Фрагмент источника:
:::
Страна, где я родился, как и многие другие, долго ворочалась с боку на бок и наконец приняла то — удобное для меня — положение, которое мне позволило прийти в гости к старинной знакомой, знаменитой московской исследовательнице русской словесности советского периода. Прежде мы с ней встречались только в Америке и в Англии. Она прослезилась, или так мне почудилось: “Если вы у меня на кухне, значит, я живу в свободной стране”. В самом деле, стоял декабрь 1996 года. Я в первый раз приехал в Москву после почти полувекового перерыва, чтобы принять участие в международном конгрессе памяти моего учителя Р. О. Якобсона, устроенном к столетней годовщине его рождения. Это был золотой выбор со стороны ведомства, управлявшего моей судьбой: в 1990 году мне было отказано в визе, когда я собрался было на юбилейную мандельштамовскую конференцию (что на поверку оказалось к лучшему). Может быть, поэтому, хотя и не сознательно, предметом своего выступления я тоже избрал выбор — выбор материала как один из решающих факторов научной деятельности. О конгрессе и о судьбе самого доклада у меня написано несколько слов в воспоминаниях, посвященных секретарю и редактору Якобсона, покойному Стивену Руди (см.: “Шрам”, СПб., 2007, с. 183—184).
Наследие Якобсона, как всякого подлинного учителя, делится на открытое всем читателям письменное научное учение и на известное только слушателям и собеседникам “метанаучное” устное знание. К последнему в большой степени принадлежит и вопрос оценки и выбора.
Это вопрос, относящийся не только к области художественной критики. В снискавшем громкую славу докладе “Лингвистика и поэтика”, который на деле сформировал и направление мыслей, и научные вкусы, и метод филологов литературоведческого склада в моем поколении, Якобсон строго отмежевал критический подход к искусству слова от научного, в качестве аналога привлекая различие между орфоэпией и фонетикой и подчеркивая при этом роль нормы, программы и плана в любой языковой культуре.
Непосредственно вслед за требованием четкого понимания разницы между литературной критикой и литературоведением, он выдвинул плодотворнейший и по сию пору недостаточно оцененный тезис: литературоведение, с поэтикой во главе угла, подобно лингвистике состоит из проблем синхронических и диахронических, причем синхронию не следует принимать тривиально. “Синхроническое описание рассматривает не только литературную продукцию любой данной стадии, но и ту часть литературной традиции, которая осталась жизненной или же была воскрешена на подлежащем описанию этапе. Так, например, Шекспир, с одной стороны, и Донн, Марвелл, Китс и Эмили Дикинсон — с другой, воспринимаются нынешним англоязычным поэтическим миром, между тем как Джеймс Томсон и Лонгфелло до поры до времени не принадлежат к жизненным художественным ценностям. Выбор классиков и их переосмысление новейшим течением представляет собой насущную проблему синхронического литературоведения. Синхроническую поэтику, как и синхроническую лингвистику, не надо отождествлять со статикой; каждый этап различает между более консервативными и более новаторскими формами. Всякий текущий этап воспринимается в его временной динамике, а исторический подход, со своей стороны, и в поэтике и в лингвистике, имеет своим предметом не только изменения, но и постоянные, устойчивые, статические факторы. Исчерпывающе основательная историческая поэтика или история языка должны зиждиться в качестве надстройки на ряде последовательных синхронических описаний”.
:::
Условие задания:
Напечатайте без изменений часть текста о наследии Якобсона: всё, начиная со слов «Наследие Якобсона, как» и вниз до слов «любой языковой культуре.» включительно.
:::
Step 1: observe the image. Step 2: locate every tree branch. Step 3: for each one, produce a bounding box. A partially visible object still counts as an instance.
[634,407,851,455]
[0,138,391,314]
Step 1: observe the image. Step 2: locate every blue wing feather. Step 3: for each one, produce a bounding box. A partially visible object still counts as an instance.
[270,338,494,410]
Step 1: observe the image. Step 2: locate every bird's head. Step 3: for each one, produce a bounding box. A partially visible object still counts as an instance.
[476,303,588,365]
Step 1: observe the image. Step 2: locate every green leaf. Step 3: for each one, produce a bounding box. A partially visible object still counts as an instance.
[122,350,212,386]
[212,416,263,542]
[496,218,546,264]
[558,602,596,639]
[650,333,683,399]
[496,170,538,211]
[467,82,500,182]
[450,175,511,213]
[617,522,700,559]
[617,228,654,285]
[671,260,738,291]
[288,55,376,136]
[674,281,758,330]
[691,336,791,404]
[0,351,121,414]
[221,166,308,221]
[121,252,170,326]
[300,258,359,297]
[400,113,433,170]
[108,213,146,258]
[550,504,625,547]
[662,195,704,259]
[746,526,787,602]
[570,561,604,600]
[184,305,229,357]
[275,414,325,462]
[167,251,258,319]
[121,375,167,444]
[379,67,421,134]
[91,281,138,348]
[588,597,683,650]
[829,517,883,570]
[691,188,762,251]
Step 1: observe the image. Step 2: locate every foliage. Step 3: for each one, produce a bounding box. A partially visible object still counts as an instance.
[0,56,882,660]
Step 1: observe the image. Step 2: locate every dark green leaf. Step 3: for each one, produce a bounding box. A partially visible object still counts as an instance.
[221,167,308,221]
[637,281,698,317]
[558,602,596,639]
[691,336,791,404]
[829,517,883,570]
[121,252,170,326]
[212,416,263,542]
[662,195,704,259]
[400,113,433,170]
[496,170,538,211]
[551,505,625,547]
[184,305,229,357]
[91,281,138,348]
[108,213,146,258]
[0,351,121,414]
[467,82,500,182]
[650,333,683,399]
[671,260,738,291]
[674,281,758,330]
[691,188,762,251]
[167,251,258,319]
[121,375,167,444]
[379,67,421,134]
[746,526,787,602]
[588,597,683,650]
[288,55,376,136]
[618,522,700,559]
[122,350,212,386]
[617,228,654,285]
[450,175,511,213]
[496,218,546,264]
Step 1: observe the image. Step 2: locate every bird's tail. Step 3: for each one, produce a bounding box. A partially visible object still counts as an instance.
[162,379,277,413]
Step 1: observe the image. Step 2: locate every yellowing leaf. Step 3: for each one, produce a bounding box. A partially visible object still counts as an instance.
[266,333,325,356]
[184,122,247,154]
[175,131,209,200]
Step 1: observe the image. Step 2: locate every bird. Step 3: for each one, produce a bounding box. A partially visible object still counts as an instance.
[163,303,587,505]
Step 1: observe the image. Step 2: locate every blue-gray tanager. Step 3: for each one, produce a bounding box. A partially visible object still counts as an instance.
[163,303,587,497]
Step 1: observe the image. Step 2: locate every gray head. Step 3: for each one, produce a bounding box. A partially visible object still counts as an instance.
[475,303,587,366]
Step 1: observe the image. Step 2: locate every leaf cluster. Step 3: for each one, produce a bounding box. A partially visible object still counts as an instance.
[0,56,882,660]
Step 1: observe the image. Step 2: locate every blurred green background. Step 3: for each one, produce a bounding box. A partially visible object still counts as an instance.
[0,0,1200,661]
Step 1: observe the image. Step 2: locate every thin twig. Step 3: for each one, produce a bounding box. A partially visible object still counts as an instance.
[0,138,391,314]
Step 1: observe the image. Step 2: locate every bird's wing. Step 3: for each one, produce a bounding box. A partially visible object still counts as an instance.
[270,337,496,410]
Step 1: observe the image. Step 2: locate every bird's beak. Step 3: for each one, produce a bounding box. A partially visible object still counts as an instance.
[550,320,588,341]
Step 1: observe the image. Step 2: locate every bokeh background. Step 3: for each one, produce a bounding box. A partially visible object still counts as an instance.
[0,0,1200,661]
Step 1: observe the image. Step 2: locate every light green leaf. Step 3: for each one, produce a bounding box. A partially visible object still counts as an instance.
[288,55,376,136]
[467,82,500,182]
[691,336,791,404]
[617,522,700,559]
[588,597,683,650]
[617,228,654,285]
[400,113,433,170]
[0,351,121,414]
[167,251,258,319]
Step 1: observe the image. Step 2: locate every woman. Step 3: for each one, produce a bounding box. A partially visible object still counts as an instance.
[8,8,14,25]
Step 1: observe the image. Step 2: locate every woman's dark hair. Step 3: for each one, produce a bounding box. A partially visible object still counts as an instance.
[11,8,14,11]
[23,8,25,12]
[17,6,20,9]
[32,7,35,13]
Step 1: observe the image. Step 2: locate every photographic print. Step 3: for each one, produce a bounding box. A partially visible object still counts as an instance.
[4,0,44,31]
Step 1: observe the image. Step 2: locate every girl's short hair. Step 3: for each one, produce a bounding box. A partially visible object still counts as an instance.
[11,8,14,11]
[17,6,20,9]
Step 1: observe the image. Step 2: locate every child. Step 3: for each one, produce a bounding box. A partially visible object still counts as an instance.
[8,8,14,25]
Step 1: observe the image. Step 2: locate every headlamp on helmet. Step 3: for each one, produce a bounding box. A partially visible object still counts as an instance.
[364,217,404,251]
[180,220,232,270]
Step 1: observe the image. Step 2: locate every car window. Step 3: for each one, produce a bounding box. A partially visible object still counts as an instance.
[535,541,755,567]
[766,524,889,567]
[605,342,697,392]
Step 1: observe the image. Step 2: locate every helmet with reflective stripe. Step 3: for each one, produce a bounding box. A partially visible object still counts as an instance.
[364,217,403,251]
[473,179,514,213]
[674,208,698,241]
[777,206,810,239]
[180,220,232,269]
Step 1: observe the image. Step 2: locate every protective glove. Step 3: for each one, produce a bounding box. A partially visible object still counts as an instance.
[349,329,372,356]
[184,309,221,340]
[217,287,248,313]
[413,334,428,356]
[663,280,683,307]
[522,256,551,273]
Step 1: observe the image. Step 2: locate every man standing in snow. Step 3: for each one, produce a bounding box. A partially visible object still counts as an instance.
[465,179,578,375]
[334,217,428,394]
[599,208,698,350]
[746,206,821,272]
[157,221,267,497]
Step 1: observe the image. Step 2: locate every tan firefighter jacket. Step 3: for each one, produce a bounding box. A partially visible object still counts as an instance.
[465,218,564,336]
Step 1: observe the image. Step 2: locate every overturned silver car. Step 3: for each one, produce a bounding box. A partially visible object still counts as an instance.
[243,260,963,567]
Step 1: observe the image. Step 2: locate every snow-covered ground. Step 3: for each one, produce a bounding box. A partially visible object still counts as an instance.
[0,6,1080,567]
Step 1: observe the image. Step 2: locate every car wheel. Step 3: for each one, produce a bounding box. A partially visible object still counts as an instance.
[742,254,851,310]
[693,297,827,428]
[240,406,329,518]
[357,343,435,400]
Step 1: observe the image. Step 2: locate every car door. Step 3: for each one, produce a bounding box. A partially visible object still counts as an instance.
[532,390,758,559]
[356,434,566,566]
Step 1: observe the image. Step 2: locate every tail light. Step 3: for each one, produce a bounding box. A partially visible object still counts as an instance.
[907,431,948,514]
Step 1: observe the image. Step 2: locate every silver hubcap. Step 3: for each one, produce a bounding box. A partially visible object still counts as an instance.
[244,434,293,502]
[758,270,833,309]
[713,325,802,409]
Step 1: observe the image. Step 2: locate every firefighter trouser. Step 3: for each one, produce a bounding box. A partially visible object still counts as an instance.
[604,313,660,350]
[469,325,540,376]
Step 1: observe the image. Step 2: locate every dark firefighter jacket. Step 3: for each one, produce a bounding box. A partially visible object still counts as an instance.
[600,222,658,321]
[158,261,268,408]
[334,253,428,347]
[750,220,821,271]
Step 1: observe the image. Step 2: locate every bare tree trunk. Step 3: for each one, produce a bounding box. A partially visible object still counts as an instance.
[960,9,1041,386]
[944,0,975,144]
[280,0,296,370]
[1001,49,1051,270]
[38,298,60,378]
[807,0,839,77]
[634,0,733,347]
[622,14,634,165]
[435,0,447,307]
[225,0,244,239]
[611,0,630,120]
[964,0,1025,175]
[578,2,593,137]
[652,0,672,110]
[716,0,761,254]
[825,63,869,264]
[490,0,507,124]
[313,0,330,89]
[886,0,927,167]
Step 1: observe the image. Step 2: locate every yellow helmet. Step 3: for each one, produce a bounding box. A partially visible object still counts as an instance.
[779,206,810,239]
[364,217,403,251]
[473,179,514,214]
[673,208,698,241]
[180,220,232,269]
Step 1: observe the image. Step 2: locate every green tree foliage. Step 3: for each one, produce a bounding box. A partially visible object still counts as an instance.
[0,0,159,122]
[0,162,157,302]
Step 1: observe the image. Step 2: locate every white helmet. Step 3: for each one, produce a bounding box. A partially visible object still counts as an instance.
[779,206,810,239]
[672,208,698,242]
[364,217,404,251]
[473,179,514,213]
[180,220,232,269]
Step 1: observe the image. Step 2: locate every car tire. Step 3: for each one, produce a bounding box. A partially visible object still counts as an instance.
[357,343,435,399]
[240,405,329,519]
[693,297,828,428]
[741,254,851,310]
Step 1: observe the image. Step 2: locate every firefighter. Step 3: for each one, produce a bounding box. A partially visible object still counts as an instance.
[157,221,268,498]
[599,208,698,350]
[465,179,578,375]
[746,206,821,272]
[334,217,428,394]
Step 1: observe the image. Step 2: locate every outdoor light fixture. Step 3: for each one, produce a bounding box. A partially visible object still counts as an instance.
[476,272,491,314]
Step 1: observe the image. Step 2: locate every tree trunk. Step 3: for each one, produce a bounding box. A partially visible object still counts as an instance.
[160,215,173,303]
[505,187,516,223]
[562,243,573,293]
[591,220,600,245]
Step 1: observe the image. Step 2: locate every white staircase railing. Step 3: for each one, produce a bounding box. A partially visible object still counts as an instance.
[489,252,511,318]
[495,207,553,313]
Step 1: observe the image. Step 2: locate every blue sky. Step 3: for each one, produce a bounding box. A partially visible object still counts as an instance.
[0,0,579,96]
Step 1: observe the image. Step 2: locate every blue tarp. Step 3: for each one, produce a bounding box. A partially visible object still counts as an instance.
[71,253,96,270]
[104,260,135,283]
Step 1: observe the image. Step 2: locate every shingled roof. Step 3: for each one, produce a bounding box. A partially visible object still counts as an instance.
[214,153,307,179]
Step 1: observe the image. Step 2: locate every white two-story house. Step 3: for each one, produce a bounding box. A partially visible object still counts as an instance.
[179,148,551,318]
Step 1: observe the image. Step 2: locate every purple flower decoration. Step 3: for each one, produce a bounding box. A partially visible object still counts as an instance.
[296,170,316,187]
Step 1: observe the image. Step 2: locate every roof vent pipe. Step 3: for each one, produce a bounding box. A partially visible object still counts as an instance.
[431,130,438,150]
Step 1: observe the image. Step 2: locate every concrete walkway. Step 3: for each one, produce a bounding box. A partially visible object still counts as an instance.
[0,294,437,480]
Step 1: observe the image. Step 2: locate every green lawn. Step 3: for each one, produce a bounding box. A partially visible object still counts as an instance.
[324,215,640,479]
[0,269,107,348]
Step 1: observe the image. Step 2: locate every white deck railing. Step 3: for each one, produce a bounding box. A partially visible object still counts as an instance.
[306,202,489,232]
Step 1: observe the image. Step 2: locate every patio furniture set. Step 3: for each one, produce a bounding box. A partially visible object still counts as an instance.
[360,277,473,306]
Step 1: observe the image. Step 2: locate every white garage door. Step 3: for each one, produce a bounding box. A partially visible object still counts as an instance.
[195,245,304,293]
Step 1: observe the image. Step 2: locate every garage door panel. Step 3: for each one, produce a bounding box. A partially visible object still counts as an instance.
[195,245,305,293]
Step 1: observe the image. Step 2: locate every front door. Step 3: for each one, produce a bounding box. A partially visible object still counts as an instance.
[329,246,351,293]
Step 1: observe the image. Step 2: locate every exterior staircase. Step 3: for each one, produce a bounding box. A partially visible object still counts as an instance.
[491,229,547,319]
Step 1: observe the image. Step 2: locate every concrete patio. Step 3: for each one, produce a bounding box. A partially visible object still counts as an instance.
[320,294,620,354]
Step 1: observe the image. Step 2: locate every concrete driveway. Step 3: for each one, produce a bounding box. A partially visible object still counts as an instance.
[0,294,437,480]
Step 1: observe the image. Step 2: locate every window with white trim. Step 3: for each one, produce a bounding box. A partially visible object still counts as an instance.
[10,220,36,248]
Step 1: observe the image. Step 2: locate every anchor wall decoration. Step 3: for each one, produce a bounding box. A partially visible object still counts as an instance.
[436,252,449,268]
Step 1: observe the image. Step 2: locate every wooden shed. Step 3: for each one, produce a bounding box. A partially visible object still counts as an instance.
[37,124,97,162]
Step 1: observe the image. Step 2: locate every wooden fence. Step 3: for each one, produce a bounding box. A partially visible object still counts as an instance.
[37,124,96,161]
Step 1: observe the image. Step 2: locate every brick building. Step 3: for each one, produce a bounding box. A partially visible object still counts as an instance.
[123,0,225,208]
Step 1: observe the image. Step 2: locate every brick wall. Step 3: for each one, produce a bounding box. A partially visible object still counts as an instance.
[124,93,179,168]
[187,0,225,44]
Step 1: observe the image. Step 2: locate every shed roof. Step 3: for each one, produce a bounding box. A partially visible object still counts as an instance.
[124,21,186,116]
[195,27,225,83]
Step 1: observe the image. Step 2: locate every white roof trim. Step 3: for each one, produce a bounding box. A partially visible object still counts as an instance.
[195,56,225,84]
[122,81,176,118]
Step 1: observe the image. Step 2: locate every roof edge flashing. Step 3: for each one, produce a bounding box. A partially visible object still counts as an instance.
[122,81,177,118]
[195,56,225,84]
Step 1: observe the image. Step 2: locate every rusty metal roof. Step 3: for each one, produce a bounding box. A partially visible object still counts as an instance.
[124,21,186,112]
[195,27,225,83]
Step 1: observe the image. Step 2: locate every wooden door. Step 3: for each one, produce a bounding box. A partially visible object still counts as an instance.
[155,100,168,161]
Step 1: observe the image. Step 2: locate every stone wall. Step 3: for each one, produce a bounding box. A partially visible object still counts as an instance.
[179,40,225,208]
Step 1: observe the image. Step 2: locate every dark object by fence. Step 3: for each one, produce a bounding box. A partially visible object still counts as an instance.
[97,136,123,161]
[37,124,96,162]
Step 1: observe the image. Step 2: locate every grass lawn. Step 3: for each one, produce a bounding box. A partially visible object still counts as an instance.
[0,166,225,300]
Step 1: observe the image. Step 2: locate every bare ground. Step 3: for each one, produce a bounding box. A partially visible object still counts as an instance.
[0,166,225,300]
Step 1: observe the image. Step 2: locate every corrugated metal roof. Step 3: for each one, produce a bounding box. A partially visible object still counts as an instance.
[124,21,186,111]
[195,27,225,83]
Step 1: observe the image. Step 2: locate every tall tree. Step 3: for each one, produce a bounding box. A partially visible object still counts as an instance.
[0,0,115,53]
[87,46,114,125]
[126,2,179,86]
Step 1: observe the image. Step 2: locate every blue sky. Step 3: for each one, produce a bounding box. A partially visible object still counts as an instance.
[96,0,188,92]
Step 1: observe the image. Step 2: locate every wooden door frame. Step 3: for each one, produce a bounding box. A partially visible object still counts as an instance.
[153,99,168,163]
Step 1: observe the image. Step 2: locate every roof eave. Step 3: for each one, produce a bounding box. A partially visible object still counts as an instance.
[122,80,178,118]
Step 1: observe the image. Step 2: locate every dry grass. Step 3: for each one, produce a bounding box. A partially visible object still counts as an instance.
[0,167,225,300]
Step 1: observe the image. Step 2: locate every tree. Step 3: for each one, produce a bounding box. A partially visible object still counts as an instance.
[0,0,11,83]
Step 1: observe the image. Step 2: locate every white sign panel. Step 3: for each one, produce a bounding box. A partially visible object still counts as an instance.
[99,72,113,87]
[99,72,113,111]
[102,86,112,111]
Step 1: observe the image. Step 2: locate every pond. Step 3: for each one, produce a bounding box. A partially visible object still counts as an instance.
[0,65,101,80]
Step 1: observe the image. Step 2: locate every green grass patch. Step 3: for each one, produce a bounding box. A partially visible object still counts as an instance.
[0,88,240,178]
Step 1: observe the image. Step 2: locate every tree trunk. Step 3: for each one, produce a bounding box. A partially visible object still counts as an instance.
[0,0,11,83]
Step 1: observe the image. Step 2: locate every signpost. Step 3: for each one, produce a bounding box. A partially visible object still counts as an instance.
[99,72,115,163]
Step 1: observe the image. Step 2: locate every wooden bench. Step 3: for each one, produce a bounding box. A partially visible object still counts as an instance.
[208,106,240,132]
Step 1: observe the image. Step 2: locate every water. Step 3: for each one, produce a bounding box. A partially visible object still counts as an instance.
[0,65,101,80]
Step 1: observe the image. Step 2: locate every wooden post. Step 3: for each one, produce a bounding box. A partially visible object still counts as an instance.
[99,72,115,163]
:::
Ответ к упражнению:
Наследие Якобсона, как всякого подлинного учителя, делится на открытое всем читателям письменное научное учение и на известное только слушателям и собеседникам “метанаучное” устное знание. К последнему в большой степени принадлежит и вопрос оценки и выбора.
Это вопрос, относящийся не только к области художественной критики. В снискавшем громкую славу докладе “Лингвистика и поэтика”, который на деле сформировал и направление мыслей, и научные вкусы, и метод филологов литературоведческого склада в моем поколении, Якобсон строго отмежевал критический подход к искусству слова от научного, в качестве аналога привлекая различие между орфоэпией и фонетикой и подчеркивая при этом роль нормы, программы и плана в любой языковой культуре.